Input material
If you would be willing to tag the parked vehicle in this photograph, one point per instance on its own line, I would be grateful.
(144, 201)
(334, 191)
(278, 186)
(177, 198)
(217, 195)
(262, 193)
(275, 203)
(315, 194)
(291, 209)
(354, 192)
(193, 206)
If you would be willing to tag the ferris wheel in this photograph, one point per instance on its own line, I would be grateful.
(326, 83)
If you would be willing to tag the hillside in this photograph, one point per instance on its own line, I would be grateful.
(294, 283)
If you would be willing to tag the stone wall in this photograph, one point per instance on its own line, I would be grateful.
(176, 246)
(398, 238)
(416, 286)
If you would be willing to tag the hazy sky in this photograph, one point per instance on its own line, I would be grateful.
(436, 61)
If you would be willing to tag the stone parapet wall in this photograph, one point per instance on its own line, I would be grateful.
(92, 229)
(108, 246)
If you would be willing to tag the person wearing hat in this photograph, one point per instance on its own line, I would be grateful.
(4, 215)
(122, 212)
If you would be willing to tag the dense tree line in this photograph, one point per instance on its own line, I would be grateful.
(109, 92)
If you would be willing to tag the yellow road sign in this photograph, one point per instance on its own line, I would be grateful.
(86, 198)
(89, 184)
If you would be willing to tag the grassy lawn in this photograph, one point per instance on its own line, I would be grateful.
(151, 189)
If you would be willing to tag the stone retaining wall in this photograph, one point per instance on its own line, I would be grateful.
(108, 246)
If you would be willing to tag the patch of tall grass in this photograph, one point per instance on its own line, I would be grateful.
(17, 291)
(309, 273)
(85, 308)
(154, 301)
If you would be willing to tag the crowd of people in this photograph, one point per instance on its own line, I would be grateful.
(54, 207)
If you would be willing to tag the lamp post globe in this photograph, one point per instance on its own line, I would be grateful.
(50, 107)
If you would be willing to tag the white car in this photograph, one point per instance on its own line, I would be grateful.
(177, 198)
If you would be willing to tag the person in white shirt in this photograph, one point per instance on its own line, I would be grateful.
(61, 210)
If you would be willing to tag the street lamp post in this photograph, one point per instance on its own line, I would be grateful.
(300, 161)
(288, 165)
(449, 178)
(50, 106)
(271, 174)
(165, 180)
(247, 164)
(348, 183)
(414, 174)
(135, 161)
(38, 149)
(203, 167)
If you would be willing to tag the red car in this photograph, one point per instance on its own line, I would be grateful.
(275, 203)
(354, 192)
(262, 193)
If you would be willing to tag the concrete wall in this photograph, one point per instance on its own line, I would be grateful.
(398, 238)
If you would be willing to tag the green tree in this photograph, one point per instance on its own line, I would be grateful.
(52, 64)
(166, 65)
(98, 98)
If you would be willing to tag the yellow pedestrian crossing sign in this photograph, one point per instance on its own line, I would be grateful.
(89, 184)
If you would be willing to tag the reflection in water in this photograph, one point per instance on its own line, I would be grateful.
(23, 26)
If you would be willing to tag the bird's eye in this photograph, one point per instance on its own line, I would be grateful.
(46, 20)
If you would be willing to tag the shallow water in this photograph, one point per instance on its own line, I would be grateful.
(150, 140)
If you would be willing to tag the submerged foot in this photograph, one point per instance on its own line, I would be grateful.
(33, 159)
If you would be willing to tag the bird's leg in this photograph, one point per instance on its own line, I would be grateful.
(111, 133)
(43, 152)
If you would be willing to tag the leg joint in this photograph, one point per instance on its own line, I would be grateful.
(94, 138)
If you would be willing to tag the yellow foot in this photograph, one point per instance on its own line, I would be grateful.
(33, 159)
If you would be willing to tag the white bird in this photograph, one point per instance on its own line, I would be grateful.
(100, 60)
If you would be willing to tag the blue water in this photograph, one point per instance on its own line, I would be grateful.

Work item
Reproduce the data, keeping every line exactly the same.

Task solution
If you would be willing to tag the parked vehicle in this photograph, one point per instance on its own line, I would be grateful.
(144, 201)
(334, 191)
(278, 186)
(177, 198)
(217, 195)
(262, 193)
(275, 203)
(315, 194)
(291, 209)
(354, 192)
(193, 206)
If you would be willing to tag the ferris wheel in this photograph, one point per instance on its own line, I would be grateful.
(326, 83)
If you would be willing to tag the hillside in this photograph, one point per instance on its own line, I would be grateful.
(294, 283)
If you would be willing to tag the stone wall in this photograph, one point per instance on its own line, I would be grateful.
(176, 246)
(398, 238)
(416, 286)
If you would be willing to tag the hazy sky in this photograph, one point per instance on its own line, I would be grateful.
(436, 61)
If you would be willing to tag the stone parapet wall in this photograph, one point per instance on its own line, I would be grateful.
(92, 229)
(108, 246)
If you would be willing to tag the person wearing hat in this photograph, one point per instance on its own line, I would be grateful.
(4, 215)
(122, 212)
If you would be willing to tag the dense tree line in this photograph, one point per instance on its own line, I would be grateful.
(109, 92)
If you would be willing to tag the yellow road sign in this photograph, one point per instance on its own line, I would be grateful.
(86, 198)
(89, 184)
If you would be willing to tag the grassy lawn in this photograph, one point per instance on its own line, I would be grateful.
(151, 189)
If you would be willing to tag the stone retaining wall in this photograph, one point per instance on its own line, I would be grateful.
(108, 246)
If you would be willing to tag the patch of tall grass in this photograph, one point per instance on its own line, I would be grateful.
(17, 291)
(309, 273)
(85, 308)
(154, 301)
If you would be willing to tag the crowd of people in this photograph, one point per instance on its own line, I would be grateful.
(54, 207)
If you would be willing to tag the lamp post globe in this photograph, one point per instance on its own line, I would be grateful.
(50, 107)
If you would be willing to tag the white car in this photograph, one point per instance on its own line, I would be grateful.
(177, 198)
If you would be willing to tag the person in white shirt in this photograph, one point per instance on its own line, I would be grateful.
(61, 210)
If you would be willing to tag the street lamp post in this photograph, one point per instance on its own line, I would be grateful.
(300, 161)
(288, 165)
(449, 178)
(50, 106)
(271, 174)
(165, 180)
(247, 164)
(348, 183)
(414, 174)
(135, 161)
(38, 149)
(203, 167)
If you would be willing to tag the red car in this photograph, one point per instance on its own line, I would be grateful.
(275, 203)
(354, 192)
(262, 193)
If you would be willing to tag the concrete wall in this photograph, one point per instance on its own line, I would be grateful.
(398, 238)
If you would be willing to tag the green tree in this photograph, one point per instance on its own line, I would be grateful.
(52, 64)
(166, 65)
(98, 98)
If you would be willing to tag the yellow pedestrian crossing sign in this photograph, one point per instance on its own line, I would be grateful.
(89, 184)
If you would be willing to tag the reflection in water in this photograph, one point per instance on its own line, I would be grateful.
(23, 26)
If you would be willing to tag the bird's eye in this photograph, one point per instance on its own line, I would be grateful.
(46, 20)
If you would be willing to tag the shallow water in this photograph, one point per instance on its own line, I would be grateful.
(150, 140)
If you would be willing to tag the submerged foot in this photograph, one point per instance on its own line, I would be grateful.
(33, 159)
If you would be willing to tag the bird's leg in this photograph, one point per instance on its own line, I would be grateful.
(111, 133)
(43, 152)
If you would be willing to tag the leg joint in this photograph, one point per instance on its own line, I would be grateful.
(94, 138)
If you would be willing to tag the yellow foot in this photograph, one point per instance on its own line, I would be grateful.
(33, 159)
If you would be willing to tag the white bird in this photograph, one point per instance on its own line, I would be grateful.
(100, 60)
If you would be willing to tag the blue water in this photograph, one point per instance on its own line, I would be grateful.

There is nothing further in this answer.